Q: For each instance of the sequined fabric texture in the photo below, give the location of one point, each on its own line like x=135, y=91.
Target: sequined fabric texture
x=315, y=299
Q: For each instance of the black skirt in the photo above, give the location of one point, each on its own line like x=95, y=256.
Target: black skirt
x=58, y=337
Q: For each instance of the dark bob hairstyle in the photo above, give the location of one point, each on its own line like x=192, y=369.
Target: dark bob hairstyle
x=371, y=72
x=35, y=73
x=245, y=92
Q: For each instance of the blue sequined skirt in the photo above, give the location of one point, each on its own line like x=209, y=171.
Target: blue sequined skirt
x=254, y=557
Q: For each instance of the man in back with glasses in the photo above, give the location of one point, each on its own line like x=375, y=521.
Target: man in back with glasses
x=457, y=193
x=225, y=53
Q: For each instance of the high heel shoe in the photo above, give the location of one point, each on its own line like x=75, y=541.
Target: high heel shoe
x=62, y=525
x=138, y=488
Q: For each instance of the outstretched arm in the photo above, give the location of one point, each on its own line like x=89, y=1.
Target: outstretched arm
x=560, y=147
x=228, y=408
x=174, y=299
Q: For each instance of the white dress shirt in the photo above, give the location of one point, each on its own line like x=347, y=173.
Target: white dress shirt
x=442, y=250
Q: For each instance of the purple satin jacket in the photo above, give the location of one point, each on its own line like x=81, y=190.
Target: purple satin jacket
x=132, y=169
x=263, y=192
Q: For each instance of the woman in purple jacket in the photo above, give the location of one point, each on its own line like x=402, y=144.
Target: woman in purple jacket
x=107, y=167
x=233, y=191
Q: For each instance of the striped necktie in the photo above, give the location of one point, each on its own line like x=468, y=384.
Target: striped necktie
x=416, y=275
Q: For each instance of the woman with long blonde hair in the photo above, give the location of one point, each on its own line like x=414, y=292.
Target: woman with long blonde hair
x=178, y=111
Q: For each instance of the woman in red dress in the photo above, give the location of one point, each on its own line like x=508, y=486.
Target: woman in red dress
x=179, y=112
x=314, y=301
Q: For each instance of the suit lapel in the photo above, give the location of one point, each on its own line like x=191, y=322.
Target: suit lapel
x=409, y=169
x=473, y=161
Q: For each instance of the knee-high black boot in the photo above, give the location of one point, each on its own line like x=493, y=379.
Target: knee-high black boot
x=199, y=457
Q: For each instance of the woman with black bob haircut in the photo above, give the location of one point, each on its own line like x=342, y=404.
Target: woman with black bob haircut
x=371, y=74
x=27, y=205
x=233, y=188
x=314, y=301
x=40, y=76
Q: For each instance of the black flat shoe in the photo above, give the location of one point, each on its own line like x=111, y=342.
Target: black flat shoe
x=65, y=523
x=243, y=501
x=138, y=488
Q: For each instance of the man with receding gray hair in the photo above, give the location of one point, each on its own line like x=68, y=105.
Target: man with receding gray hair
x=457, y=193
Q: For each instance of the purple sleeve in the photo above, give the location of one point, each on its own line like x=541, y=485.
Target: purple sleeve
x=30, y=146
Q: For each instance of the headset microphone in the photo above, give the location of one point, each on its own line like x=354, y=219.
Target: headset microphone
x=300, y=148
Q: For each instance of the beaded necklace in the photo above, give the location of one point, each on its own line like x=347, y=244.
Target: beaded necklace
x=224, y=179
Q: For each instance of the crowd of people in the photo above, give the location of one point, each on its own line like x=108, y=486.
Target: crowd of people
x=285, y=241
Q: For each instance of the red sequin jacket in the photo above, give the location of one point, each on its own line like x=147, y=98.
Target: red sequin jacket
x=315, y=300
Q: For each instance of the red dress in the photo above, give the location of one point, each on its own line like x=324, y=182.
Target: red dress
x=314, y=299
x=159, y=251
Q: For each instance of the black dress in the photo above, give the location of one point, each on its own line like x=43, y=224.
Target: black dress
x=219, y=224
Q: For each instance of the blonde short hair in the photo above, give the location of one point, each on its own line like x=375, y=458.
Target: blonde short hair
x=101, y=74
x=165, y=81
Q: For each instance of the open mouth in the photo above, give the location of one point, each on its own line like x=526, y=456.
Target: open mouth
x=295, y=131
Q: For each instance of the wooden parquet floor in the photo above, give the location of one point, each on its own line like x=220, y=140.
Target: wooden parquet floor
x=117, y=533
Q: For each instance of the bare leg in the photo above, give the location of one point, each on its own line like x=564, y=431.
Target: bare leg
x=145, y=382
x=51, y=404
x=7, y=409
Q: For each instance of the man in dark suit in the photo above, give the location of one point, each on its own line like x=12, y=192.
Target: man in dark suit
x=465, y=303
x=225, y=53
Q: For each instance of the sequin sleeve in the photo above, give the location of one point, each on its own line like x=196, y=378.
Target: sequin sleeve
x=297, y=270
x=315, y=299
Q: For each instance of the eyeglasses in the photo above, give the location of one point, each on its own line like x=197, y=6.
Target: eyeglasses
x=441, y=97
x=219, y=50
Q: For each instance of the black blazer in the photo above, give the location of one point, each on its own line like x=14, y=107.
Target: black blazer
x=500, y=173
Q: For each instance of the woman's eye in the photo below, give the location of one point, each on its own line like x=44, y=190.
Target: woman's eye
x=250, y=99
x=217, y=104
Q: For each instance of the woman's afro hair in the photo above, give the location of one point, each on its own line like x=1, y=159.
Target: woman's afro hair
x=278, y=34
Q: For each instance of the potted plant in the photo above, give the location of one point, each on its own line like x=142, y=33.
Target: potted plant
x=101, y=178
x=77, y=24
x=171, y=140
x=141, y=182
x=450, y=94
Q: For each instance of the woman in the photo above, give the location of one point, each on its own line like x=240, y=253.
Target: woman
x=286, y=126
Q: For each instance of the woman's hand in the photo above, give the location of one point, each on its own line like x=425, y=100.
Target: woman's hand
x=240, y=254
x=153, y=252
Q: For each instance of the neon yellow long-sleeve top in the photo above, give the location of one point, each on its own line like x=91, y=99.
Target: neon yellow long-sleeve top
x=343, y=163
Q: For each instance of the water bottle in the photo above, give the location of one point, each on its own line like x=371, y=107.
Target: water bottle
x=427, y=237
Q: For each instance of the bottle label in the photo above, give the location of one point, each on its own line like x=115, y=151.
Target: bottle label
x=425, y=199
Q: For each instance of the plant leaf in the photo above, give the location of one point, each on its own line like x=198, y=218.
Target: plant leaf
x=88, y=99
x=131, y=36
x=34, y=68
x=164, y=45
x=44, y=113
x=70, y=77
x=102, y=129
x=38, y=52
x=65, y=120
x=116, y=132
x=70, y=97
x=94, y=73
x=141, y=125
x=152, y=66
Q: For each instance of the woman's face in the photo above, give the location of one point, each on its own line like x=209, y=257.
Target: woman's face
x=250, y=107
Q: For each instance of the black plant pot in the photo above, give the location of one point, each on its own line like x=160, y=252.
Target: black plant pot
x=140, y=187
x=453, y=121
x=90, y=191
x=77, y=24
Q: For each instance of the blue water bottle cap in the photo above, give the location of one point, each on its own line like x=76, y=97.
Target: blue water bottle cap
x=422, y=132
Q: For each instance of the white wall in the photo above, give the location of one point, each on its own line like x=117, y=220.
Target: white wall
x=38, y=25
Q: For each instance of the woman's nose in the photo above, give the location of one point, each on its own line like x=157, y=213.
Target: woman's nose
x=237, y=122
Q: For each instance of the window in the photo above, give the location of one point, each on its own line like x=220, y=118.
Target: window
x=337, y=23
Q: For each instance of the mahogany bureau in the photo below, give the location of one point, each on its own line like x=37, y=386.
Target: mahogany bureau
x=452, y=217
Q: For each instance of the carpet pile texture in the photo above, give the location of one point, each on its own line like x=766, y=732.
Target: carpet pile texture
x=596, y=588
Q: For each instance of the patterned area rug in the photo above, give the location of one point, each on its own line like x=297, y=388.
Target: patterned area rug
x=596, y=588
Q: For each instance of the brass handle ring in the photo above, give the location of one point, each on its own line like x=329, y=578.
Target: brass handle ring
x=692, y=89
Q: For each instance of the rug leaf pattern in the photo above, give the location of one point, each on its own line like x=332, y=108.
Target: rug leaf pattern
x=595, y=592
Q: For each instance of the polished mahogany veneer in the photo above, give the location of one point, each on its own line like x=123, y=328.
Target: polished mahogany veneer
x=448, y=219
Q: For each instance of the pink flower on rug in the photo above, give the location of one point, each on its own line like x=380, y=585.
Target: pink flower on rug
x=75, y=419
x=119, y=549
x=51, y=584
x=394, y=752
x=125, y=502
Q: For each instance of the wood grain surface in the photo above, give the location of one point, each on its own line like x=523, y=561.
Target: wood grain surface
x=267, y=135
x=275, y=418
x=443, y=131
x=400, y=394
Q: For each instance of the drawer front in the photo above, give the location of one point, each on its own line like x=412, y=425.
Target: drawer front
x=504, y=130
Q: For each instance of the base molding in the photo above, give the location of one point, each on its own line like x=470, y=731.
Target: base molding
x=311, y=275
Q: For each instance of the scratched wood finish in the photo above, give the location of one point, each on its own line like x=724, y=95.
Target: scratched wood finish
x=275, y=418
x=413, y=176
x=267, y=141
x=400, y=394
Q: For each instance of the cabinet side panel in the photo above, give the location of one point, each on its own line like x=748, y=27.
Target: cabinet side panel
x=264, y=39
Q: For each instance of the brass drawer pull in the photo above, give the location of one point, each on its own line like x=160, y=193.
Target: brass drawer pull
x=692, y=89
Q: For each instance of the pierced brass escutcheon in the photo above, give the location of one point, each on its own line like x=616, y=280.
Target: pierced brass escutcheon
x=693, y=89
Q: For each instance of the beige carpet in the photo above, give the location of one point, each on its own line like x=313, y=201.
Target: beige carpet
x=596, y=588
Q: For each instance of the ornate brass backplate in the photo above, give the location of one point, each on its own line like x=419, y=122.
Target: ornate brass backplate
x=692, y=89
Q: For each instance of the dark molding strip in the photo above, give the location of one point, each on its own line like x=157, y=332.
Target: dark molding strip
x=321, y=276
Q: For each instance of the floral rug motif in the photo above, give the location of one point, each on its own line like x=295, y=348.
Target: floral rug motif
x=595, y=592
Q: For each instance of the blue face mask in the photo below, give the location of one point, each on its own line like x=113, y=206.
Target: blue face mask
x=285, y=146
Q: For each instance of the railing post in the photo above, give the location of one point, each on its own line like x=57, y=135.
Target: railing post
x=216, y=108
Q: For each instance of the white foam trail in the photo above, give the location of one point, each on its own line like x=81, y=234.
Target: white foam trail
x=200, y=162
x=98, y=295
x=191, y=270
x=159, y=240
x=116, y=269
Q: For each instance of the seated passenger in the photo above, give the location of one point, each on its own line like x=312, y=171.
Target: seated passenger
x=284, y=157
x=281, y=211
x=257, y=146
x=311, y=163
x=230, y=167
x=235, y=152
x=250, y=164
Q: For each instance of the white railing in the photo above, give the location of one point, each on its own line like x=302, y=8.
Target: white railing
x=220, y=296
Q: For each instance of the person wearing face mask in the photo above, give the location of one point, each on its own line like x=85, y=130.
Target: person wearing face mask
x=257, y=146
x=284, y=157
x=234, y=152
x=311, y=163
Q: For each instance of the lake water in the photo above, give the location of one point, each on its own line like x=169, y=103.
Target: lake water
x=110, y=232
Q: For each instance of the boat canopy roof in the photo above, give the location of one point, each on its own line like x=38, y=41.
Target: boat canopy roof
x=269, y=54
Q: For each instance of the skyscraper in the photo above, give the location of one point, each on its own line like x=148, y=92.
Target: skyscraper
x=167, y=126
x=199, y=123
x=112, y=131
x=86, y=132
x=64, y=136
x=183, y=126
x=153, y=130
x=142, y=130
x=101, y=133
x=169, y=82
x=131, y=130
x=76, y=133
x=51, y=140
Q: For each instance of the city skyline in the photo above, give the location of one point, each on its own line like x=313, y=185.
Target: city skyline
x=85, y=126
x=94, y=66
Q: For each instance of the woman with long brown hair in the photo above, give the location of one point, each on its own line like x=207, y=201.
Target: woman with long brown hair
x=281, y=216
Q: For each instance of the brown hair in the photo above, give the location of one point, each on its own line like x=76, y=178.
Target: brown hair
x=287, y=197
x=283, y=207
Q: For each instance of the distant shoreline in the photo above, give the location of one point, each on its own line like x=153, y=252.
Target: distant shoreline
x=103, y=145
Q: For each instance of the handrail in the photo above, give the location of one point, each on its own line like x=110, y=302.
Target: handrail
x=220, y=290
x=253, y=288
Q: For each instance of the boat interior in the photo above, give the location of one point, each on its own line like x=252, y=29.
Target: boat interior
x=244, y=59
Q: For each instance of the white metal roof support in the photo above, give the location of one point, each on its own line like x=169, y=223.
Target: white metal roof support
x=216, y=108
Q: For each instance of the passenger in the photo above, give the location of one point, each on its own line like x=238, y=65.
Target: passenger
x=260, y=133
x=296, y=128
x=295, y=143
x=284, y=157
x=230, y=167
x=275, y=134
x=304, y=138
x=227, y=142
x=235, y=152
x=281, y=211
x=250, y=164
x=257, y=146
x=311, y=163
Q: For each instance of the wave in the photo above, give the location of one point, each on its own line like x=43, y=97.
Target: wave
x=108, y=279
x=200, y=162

---*---

=== TASK OBJECTIVE ===
Out of the listing above, reproduce exactly the lines from the one with "Q: For each instance of the black plant" up to and including the one with "Q: For each instance of the blue water".

=== SOLUTION TO THE PROBLEM ===
Q: For each instance of the black plant pot in the photo above, give the location of one point, each on its own line like x=160, y=252.
Target: black plant pot
x=140, y=187
x=453, y=121
x=90, y=191
x=77, y=24
Q: For each instance of the blue water bottle cap in the photo above, give the location of one point, each on its own line like x=76, y=97.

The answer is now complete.